▶ Exercise
Restate exactly the lines that run from the start of the records below to the line containing "I bet you can find the railroad track here.", counting both ends, and nothing else; pictures stay out.
--- Data extracts ---
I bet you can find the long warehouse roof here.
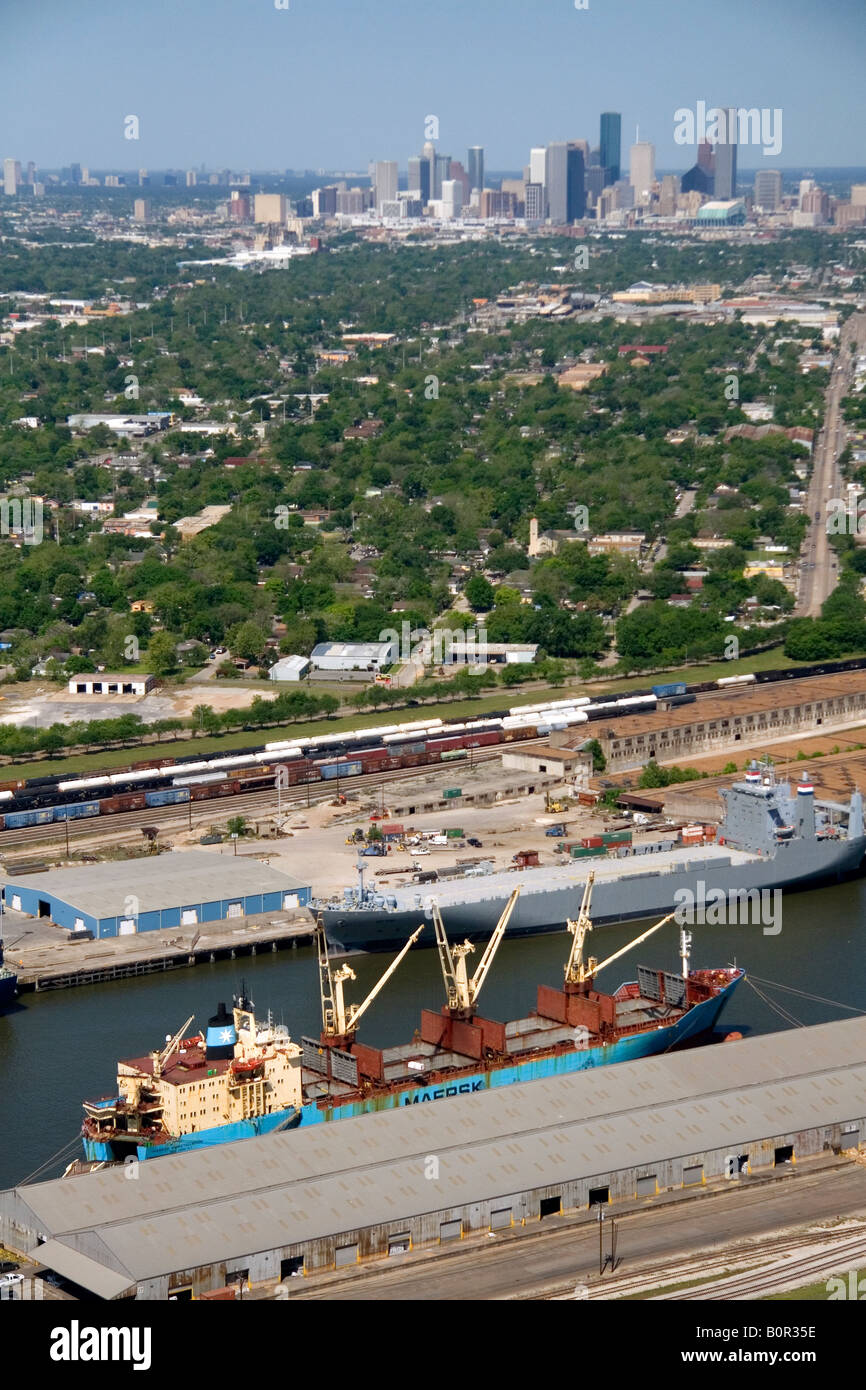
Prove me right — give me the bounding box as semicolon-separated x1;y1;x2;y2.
4;1017;866;1294
2;850;308;916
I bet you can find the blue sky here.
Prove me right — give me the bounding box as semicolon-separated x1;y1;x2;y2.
3;0;865;171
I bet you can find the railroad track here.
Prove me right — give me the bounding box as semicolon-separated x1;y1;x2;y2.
0;745;515;852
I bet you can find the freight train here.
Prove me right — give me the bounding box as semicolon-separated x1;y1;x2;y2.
0;656;863;832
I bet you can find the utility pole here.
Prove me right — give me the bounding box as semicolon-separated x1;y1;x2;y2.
597;1204;606;1276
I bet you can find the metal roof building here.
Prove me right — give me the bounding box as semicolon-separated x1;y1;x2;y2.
1;850;311;939
2;1017;865;1299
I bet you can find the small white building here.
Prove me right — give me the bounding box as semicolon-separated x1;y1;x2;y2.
268;655;310;683
68;673;156;696
310;640;397;672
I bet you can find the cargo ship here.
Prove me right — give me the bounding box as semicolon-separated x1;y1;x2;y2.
0;931;17;1013
317;765;866;952
81;880;744;1164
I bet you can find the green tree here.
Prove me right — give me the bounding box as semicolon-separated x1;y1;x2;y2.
147;632;179;676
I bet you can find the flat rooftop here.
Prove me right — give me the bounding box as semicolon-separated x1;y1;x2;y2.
586;670;866;740
4;1017;866;1296
2;850;308;917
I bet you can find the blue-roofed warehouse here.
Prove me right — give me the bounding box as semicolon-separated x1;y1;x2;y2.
1;851;311;939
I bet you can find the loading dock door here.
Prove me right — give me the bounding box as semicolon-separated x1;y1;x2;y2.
636;1175;657;1198
283;894;299;910
181;908;198;926
118;918;137;935
226;902;243;919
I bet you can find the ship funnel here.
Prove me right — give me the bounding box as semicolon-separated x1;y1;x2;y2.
205;1002;238;1060
796;778;816;839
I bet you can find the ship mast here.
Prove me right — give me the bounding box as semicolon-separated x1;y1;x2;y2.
316;916;422;1046
432;887;520;1018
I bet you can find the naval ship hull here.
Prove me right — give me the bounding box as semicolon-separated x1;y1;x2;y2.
321;836;866;953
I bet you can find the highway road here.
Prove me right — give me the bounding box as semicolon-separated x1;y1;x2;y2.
797;313;866;618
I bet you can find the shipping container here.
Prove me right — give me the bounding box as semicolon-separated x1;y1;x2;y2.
652;682;688;698
145;787;191;807
570;846;601;858
581;836;604;848
443;788;462;800
445;828;464;839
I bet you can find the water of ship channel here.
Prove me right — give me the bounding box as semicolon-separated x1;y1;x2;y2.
1;876;865;1192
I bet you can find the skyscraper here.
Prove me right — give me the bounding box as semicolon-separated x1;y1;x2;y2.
373;160;398;211
407;156;429;203
546;142;569;223
467;146;484;192
629;141;655;200
599;112;621;184
713;109;738;199
754;169;782;211
433;153;451;200
566;144;586;221
3;159;17;196
524;183;545;220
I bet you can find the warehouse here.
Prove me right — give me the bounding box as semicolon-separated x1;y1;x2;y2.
583;670;866;772
311;640;397;672
67;673;156;696
2;1017;864;1299
1;850;311;938
268;654;310;682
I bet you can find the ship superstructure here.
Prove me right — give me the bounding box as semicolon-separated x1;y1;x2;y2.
317;764;866;952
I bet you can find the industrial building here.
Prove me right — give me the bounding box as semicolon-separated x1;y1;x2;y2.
2;1017;864;1299
583;670;866;772
268;655;310;682
67;673;156;696
1;851;311;938
310;639;397;672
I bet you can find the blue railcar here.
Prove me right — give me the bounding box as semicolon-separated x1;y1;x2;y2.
652;682;688;698
53;801;101;821
321;761;363;780
4;807;54;829
145;787;191;807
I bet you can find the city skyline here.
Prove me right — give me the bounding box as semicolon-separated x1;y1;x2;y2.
2;0;865;170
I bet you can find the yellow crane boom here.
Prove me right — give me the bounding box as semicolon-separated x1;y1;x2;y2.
317;917;423;1039
153;1015;195;1078
433;886;521;1014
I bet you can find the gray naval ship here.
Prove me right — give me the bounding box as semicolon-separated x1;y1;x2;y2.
317;764;866;952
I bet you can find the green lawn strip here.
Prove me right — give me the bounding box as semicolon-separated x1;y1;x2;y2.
618;1268;737;1299
0;646;808;781
762;1266;866;1301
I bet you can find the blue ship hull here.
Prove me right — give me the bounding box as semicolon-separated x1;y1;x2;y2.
83;1106;300;1163
83;973;742;1163
0;971;17;1014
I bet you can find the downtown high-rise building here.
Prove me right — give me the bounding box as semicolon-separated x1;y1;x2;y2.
713;108;738;198
546;142;585;223
432;152;451;200
467;146;484;192
372;160;398;210
3;158;17;196
408;155;430;203
599;112;621;184
629;141;655;201
753;168;782;211
524;182;545;220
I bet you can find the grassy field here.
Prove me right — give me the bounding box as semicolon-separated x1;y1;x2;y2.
0;646;804;780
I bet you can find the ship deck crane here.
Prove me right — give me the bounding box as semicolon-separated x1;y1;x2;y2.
152;1015;194;1079
564;871;680;991
432;886;521;1017
317;917;423;1045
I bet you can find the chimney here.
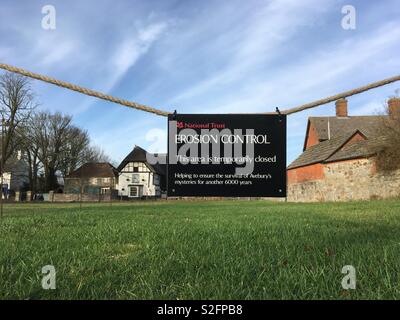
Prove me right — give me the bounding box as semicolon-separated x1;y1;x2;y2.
388;97;400;119
335;98;348;117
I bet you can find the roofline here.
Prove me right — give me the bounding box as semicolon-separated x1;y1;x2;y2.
66;162;118;178
302;119;311;151
117;145;167;172
287;160;322;170
308;115;388;119
287;153;375;170
306;115;388;145
323;154;375;164
288;129;367;170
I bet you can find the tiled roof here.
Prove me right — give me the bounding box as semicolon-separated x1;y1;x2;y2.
117;146;166;175
310;115;386;141
326;136;388;163
67;162;118;178
290;115;389;169
288;131;360;169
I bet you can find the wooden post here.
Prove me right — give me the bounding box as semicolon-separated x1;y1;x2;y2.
0;117;6;219
109;178;112;207
80;177;83;210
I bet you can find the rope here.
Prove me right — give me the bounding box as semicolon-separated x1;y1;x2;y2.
0;63;171;117
1;62;399;117
280;75;400;115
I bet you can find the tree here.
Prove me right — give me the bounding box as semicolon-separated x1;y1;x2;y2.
376;121;400;171
370;96;400;172
0;73;113;194
54;125;112;177
22;110;114;192
82;145;111;164
58;127;91;177
17;118;42;194
0;72;36;173
29;112;72;191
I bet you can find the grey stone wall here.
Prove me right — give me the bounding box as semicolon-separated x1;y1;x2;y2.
288;158;400;202
51;193;115;202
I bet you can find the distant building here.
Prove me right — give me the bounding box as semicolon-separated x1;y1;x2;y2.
1;153;29;199
64;162;119;195
117;146;166;199
287;98;400;202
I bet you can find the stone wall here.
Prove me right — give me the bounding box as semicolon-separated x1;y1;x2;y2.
287;158;400;202
51;193;114;202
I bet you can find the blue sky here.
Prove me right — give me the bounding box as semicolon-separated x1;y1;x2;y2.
0;0;399;165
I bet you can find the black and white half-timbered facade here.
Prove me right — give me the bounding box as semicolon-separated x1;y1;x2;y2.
117;146;166;199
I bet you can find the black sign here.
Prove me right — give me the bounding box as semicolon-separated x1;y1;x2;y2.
167;114;286;197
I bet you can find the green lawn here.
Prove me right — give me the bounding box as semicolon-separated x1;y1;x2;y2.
0;199;400;299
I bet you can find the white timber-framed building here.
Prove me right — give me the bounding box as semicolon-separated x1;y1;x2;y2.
116;146;166;199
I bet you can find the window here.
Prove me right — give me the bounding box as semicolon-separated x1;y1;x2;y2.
133;167;138;172
132;174;140;183
129;186;139;197
101;187;110;195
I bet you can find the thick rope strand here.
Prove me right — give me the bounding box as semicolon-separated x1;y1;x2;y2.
0;63;171;117
281;75;400;115
1;63;399;116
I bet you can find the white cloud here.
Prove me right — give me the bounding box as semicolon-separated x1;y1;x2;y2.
2;0;399;163
111;22;167;82
69;21;169;115
70;21;169;114
182;21;400;115
168;0;335;104
39;41;76;66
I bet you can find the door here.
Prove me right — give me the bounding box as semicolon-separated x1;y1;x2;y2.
129;185;142;198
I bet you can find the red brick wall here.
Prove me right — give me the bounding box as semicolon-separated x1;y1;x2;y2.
340;132;366;148
292;131;366;185
287;163;325;184
305;122;319;150
336;99;348;117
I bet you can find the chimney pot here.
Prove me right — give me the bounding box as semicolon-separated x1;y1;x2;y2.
388;98;400;119
335;98;348;117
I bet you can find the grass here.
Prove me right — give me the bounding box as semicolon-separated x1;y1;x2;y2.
0;199;400;299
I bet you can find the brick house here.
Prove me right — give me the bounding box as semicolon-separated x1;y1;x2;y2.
287;98;400;202
64;162;119;195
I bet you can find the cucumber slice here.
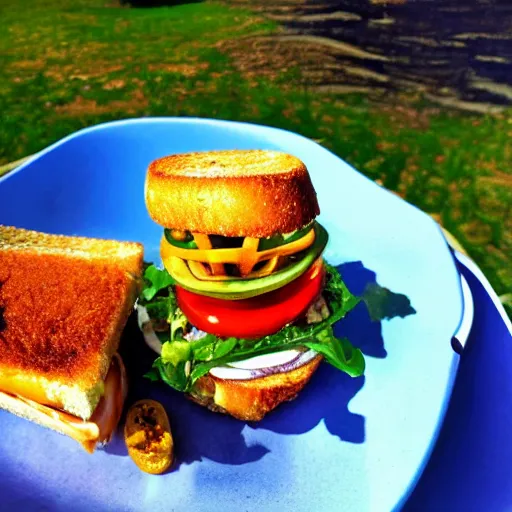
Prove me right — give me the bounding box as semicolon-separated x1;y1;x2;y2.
257;223;313;251
164;229;197;249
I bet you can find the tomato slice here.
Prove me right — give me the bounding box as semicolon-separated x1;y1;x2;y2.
175;260;325;339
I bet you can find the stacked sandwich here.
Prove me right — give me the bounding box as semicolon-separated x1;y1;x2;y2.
0;226;143;452
139;149;365;420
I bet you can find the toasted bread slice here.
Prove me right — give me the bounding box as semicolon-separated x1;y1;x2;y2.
189;354;323;421
0;226;143;420
145;150;320;237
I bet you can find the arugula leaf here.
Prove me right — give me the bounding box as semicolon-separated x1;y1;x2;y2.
362;282;416;322
304;329;365;377
213;337;238;359
193;336;237;362
323;261;360;322
141;264;175;301
141;263;364;393
144;297;169;322
170;307;188;341
144;368;161;382
153;358;189;392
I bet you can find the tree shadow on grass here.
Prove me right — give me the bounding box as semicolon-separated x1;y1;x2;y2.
121;0;203;7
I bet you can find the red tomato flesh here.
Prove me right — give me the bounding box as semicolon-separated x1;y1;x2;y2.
175;260;325;339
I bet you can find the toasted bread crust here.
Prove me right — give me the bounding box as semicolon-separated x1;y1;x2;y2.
0;226;143;418
189;354;323;421
0;226;143;277
145;150;320;237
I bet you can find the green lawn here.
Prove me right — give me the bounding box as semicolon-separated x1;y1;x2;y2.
1;0;510;310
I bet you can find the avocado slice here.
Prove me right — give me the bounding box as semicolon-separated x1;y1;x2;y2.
165;223;329;300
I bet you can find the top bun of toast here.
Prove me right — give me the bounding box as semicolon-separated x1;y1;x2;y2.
145;150;320;238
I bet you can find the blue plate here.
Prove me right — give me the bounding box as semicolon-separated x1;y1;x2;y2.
0;118;464;512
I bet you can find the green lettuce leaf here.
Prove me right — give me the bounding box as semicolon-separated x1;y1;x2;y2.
141;264;175;301
143;296;169;322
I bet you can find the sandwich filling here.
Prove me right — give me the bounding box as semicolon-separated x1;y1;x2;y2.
160;222;329;301
162;223;315;279
0;370;105;420
138;256;365;394
0;354;127;453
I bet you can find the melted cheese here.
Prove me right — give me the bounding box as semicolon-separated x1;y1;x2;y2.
0;372;58;409
0;354;127;453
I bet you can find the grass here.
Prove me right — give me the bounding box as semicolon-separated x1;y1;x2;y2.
1;0;510;309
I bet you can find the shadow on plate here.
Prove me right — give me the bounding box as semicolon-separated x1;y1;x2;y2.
0;448;110;512
258;262;415;439
108;262;415;468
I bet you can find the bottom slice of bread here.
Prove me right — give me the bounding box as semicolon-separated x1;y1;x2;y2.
189;354;323;421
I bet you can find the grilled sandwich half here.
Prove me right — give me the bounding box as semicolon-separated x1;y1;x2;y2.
0;226;143;452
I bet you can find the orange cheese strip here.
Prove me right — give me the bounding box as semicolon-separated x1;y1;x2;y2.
239;237;260;277
191;232;225;276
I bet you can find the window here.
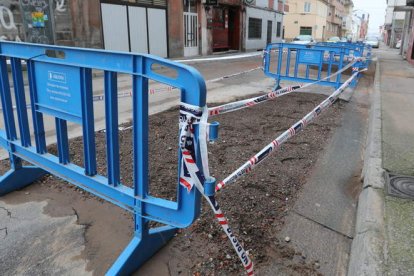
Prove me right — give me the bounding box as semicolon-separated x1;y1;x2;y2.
248;17;262;39
183;0;197;12
304;2;311;13
119;0;167;7
299;26;312;35
276;21;281;37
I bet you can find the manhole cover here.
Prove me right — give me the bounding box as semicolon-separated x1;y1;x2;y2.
385;172;414;200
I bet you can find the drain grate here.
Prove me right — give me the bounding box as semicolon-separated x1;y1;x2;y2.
385;172;414;200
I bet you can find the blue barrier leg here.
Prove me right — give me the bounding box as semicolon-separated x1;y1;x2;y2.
106;225;176;275
0;156;46;196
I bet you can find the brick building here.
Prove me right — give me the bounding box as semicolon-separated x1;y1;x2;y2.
0;0;284;58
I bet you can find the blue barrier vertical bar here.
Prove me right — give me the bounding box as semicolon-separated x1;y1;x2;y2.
317;53;323;80
55;118;70;164
294;49;299;78
285;49;291;76
104;71;120;186
0;56;22;170
327;52;333;81
277;44;283;76
0;56;17;141
8;153;22;170
336;49;345;88
132;56;148;239
10;58;31;147
80;68;97;176
305;65;310;79
27;60;47;154
133;57;149;200
264;45;270;74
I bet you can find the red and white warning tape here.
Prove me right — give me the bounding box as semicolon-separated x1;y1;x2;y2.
209;58;360;117
215;70;363;192
176;64;365;273
179;103;254;275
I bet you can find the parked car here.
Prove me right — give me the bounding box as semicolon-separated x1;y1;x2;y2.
364;36;379;48
340;37;348;42
291;35;315;45
326;36;340;43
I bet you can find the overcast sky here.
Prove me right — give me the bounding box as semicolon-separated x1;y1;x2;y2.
353;0;387;34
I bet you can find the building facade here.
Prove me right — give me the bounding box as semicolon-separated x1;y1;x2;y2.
387;0;414;64
283;0;329;41
384;0;408;47
341;0;353;38
243;0;284;50
325;0;346;38
0;0;284;58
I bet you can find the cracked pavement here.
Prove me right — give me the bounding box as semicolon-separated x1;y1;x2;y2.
0;200;90;275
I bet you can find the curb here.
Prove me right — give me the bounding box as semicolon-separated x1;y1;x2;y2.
347;58;386;275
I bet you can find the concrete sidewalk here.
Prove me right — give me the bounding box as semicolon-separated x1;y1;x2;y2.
348;46;414;275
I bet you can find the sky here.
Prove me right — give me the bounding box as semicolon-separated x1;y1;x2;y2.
353;0;387;34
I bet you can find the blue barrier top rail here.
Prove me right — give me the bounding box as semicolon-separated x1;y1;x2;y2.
0;41;207;228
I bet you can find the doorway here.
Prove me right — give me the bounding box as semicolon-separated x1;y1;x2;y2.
228;8;240;50
183;0;198;56
267;20;272;44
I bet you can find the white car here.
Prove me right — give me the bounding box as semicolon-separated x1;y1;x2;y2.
364;36;379;48
291;35;315;45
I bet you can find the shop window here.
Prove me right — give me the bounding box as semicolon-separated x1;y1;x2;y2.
248;17;262;39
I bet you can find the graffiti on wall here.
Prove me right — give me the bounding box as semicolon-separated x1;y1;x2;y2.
0;0;24;41
0;5;17;30
55;0;66;12
20;0;54;44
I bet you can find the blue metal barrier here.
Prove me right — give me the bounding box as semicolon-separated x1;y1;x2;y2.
263;43;363;89
0;42;207;275
316;41;371;68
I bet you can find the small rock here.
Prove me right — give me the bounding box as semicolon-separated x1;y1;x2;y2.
285;236;291;242
226;254;232;259
167;147;172;151
314;262;320;269
209;257;213;262
208;234;213;239
25;192;30;195
266;193;270;197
---
▶ Response area
I bet you can find the long warehouse roof here.
Prove me right — give me the bounding box as semicolon-separated x1;y1;x2;y2.
4;1017;866;1294
2;850;308;916
I bet you can find the blue sky here.
Prove me right — give me the bounding box as semicolon-separated x1;y1;x2;y2.
3;0;865;171
I bet you can find the railroad track here.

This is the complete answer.